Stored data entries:
──────

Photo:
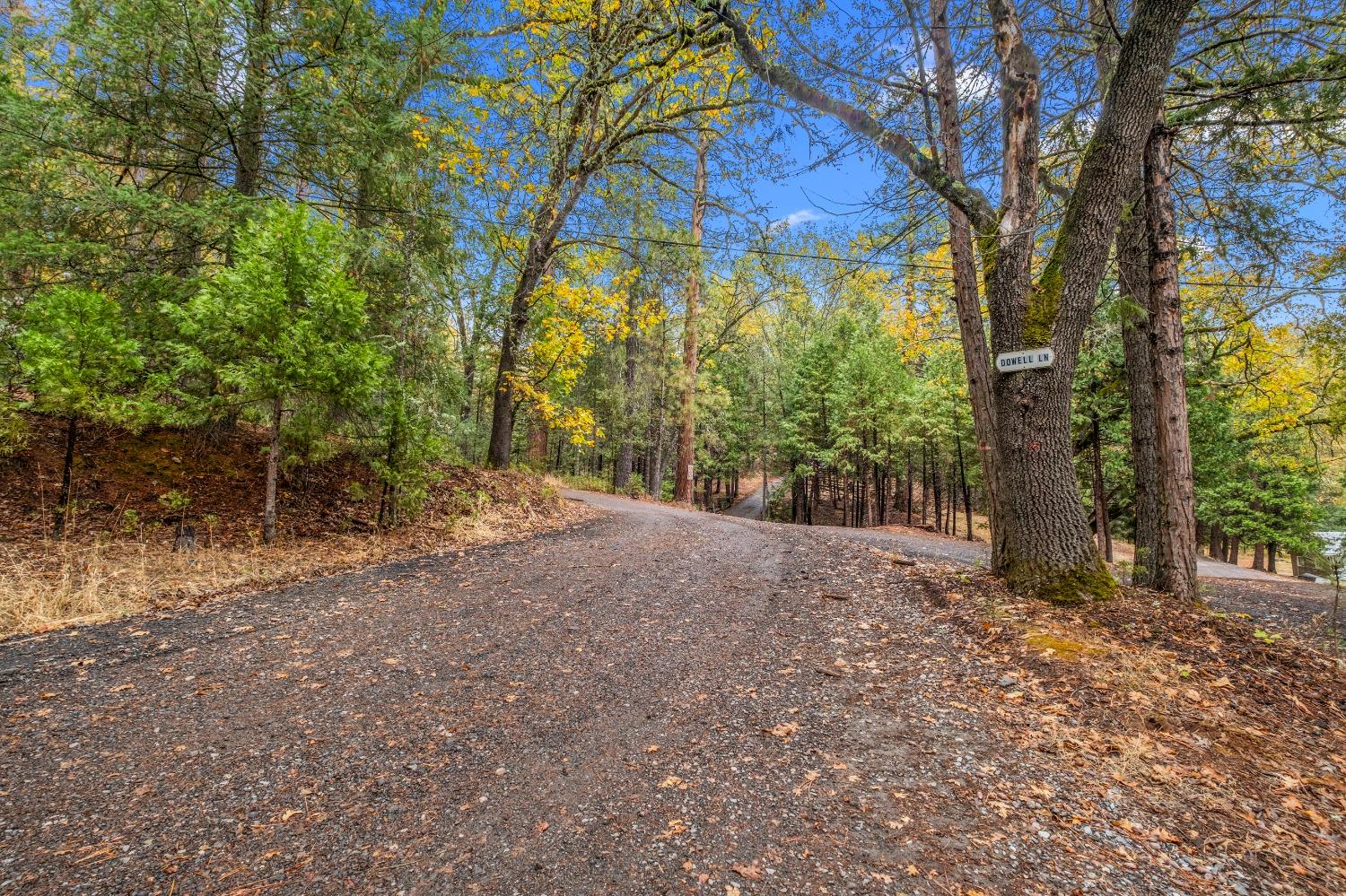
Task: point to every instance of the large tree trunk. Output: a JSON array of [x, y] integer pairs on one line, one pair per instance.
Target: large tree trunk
[[503, 406], [966, 298], [622, 475], [1046, 546], [684, 474], [1133, 283], [1176, 568], [538, 439], [268, 516]]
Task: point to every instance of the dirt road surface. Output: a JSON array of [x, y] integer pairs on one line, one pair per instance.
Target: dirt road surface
[[657, 701]]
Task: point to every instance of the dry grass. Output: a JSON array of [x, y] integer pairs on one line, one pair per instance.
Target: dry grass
[[51, 584]]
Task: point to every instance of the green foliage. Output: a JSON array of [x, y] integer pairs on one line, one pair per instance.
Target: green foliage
[[283, 325], [78, 360]]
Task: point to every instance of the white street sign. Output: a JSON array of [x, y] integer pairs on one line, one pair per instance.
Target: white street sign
[[1026, 360]]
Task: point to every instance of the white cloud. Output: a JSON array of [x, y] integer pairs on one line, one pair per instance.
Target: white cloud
[[801, 217]]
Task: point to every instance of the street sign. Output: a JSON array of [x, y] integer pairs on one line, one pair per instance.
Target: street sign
[[1026, 360]]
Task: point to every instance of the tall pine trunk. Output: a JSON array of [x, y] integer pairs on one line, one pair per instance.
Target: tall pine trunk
[[1176, 568], [268, 517], [966, 298], [684, 474]]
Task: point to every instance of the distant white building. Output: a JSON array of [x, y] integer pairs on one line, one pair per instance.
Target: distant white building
[[1321, 568]]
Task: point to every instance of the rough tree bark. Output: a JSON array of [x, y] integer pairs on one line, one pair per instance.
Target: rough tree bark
[[252, 120], [548, 221], [684, 474], [1176, 570], [626, 451], [1133, 284], [966, 298], [1047, 548]]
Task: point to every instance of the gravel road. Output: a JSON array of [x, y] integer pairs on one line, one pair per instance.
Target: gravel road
[[657, 701]]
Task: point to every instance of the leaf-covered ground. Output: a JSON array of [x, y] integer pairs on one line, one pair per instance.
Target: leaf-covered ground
[[660, 701]]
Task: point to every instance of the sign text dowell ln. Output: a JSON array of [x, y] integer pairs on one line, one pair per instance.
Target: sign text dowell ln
[[1026, 360]]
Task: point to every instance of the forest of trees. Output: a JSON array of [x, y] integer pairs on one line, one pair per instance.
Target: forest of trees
[[530, 234]]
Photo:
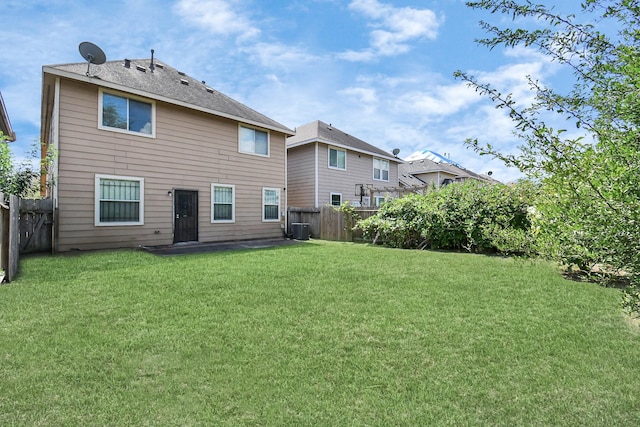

──────

[What you should do]
Reproduce exactly the section above that begins at the line containing "Target: white street sign" and ends at the line containing "Task: point to every instance of the rough", leaving out all other lines.

[Response]
Target: white street sign
[[1026, 360]]
Task: point to every instance of the white cloud. Output: a JSON array of [x, y] integer pairs on one line, one pair per instance.
Target: white cloud
[[801, 217]]
Task: point to every instance of the street sign. Output: a JSON array of [x, y] integer pairs on one line, one pair per instance.
Target: street sign
[[1026, 360]]
Task: point to every instance of the tall pine trunk. Output: a JSON array of [x, y] integer pairs on one line, one pair per instance.
Target: tall pine trunk
[[1176, 568], [268, 517], [966, 298], [684, 474]]
Task: point to every instance of the distant white building. Output: a JSON array of [x, y] integer pairs on one line, one pair per instance.
Target: distant white building
[[1321, 568]]
Task: point to every instance of the rough tree bark. Output: a JSON array of [x, y] integer pairs on one line, one pair per instance.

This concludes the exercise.